> **Task to carry out**
Return each record shown beneath, word for word.

> **Given records**
---+---

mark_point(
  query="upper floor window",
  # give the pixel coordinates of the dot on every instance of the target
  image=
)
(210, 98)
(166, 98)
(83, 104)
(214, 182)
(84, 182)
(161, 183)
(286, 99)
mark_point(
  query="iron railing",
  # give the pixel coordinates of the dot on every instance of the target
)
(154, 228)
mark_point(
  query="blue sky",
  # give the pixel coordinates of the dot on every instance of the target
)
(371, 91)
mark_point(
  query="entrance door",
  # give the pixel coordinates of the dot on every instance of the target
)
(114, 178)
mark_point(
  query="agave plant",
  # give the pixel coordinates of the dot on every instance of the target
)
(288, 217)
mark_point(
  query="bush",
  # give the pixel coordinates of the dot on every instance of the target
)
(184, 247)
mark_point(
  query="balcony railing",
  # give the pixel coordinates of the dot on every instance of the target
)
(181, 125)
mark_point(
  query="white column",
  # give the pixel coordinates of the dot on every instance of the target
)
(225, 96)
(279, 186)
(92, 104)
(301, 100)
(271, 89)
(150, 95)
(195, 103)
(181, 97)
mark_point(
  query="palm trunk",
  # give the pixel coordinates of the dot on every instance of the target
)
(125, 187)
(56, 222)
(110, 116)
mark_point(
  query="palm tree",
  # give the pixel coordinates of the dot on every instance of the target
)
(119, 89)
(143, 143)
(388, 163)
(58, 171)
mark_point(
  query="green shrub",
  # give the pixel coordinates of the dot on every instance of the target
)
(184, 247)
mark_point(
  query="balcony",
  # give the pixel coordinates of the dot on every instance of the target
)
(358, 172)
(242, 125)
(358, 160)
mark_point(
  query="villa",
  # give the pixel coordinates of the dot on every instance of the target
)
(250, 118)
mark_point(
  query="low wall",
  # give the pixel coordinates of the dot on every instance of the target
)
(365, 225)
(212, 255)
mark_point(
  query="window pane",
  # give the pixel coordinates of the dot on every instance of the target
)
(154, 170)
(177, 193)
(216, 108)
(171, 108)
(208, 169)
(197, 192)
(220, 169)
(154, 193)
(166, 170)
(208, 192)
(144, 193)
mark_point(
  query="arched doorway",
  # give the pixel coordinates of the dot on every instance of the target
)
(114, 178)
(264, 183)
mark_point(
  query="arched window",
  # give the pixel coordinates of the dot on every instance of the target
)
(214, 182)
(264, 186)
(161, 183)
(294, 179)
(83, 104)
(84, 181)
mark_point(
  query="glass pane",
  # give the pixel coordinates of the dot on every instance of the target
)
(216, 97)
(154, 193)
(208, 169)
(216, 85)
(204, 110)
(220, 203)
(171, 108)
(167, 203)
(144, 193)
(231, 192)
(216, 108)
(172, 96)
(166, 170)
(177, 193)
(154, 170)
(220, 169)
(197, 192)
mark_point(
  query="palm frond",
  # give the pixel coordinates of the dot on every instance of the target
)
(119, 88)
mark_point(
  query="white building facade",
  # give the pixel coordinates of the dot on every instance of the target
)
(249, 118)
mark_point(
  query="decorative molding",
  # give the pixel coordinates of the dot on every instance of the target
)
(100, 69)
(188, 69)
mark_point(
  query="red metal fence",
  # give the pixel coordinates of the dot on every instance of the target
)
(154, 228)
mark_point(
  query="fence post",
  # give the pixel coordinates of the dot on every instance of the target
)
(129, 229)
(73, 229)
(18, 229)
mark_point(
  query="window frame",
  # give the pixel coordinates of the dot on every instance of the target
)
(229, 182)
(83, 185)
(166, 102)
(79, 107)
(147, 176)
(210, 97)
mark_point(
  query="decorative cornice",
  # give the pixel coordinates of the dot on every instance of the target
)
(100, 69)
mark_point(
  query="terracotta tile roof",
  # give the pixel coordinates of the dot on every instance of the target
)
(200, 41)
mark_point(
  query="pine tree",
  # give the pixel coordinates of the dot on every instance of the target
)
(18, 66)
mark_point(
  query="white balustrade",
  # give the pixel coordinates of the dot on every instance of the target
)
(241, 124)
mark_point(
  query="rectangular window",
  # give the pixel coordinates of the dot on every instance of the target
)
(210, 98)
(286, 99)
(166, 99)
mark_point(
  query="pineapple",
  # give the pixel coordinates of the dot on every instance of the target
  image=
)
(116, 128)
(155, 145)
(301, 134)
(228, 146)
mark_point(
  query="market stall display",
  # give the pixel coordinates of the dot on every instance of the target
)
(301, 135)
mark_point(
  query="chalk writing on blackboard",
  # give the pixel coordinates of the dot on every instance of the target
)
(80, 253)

---+---

> **Solution to the problem**
mark_point(
  query="upper floor window",
  # give the pixel coordinates of the dot on every instance of the target
  image=
)
(210, 98)
(166, 98)
(83, 104)
(214, 182)
(84, 182)
(161, 183)
(286, 99)
mark_point(
  query="iron railing",
  # give the pixel coordinates of the dot on every instance of the target
)
(154, 228)
mark_point(
  query="blue sky",
  # give the pixel coordinates of the dot on every instance of the target
)
(371, 91)
mark_point(
  query="entrance door",
  # give the pixel coordinates of the dot on every instance of the target
)
(114, 178)
mark_point(
  query="agave plant",
  # give the pixel coordinates of the dot on every instance of the target
)
(288, 217)
mark_point(
  query="bush",
  # give the pixel coordinates of the dot on every instance of the target
)
(184, 247)
mark_point(
  query="balcony railing",
  # give the pixel coordinates of the dot on every instance of the target
)
(181, 125)
mark_point(
  query="white column",
  # give the pixel coordinates of the dot on every instance of the target
)
(225, 96)
(279, 186)
(92, 104)
(301, 100)
(271, 89)
(150, 95)
(195, 103)
(181, 97)
mark_point(
  query="palm trunk",
  # give the pixel coordinates of the dot on every instance of the target
)
(125, 187)
(56, 222)
(110, 116)
mark_point(
  query="palm tree",
  # give the pixel coordinates of the dot on every instance of the target
)
(119, 89)
(143, 143)
(388, 163)
(58, 171)
mark_point(
  query="green shrub",
  # give the pixel coordinates of the dot on every instance of the target
)
(184, 247)
mark_point(
  query="balcony",
  # give the pixel coordinates of the dot on every instance of the target
)
(358, 172)
(242, 125)
(358, 160)
mark_point(
  query="villa",
  # give the pixel coordinates of the dot on every instance of the target
)
(250, 118)
mark_point(
  query="low wall",
  # give the pixel coordinates of the dot on every instance of the target
)
(365, 225)
(212, 255)
mark_point(
  query="window pane",
  # give the pixel coordinates of the dot on every instance of the target
)
(154, 170)
(177, 193)
(216, 108)
(171, 108)
(208, 169)
(197, 192)
(220, 169)
(154, 193)
(166, 170)
(208, 192)
(144, 193)
mark_point(
  query="arched doorway",
  # give the pixel coordinates of the dot on every instance of the target
)
(114, 178)
(264, 183)
mark_point(
  query="arched window",
  # give the pixel coordinates of the dot on every instance of the target
)
(214, 182)
(264, 186)
(161, 183)
(294, 179)
(83, 104)
(84, 181)
mark_point(
  query="glass pane",
  # give the pixel coordinates of the dot on every instance of the target
)
(216, 97)
(154, 193)
(208, 169)
(216, 85)
(204, 110)
(220, 203)
(171, 108)
(167, 203)
(144, 193)
(231, 192)
(216, 108)
(172, 96)
(166, 170)
(177, 193)
(154, 170)
(220, 169)
(197, 192)
mark_point(
  query="palm frond",
  # give the pixel coordinates of the dot on every instance of the target
)
(119, 88)
mark_point(
  query="white building facade",
  # give the pixel coordinates of the dot on every instance of the target
)
(249, 118)
mark_point(
  query="decorative molding",
  # give the pixel coordinates of the dot on every instance of the target
)
(100, 69)
(188, 69)
mark_point(
  query="red metal fence",
  # give the pixel coordinates of the dot on every instance of the target
)
(154, 228)
mark_point(
  query="fence post",
  # give the pixel coordinates of the dot on every instance of the target
)
(129, 229)
(73, 229)
(18, 229)
mark_point(
  query="window frame",
  # give the pixel coordinates of the dot on every instance of the target
)
(229, 182)
(83, 185)
(166, 102)
(79, 107)
(147, 176)
(210, 97)
mark_point(
  query="decorative cornice",
  # give the pixel coordinates of the dot on every instance of the target
)
(100, 69)
mark_point(
  query="terracotta tile roof",
  # give the pixel coordinates of the dot on every instance of the target
)
(200, 41)
mark_point(
  query="pine tree",
  # give the pixel coordinates of the dot on every instance of the target
)
(18, 66)
mark_point(
  query="white balustrade",
  # give the pixel coordinates of the dot on every instance of the target
)
(241, 124)
mark_point(
  query="rectangular window",
  # give the pixel coordinates of the dot on every instance of the target
)
(210, 98)
(286, 99)
(166, 99)
mark_point(
  query="pineapple",
  # give the pixel coordinates of the dot on every instance of the target
  image=
)
(116, 128)
(155, 145)
(301, 134)
(228, 146)
mark_point(
  query="market stall display",
  # give the pixel coordinates of the dot on every instance of the target
)
(301, 135)
mark_point(
  query="chalk writing on blackboard",
  # give the pixel coordinates of the dot on every instance of the target
)
(80, 253)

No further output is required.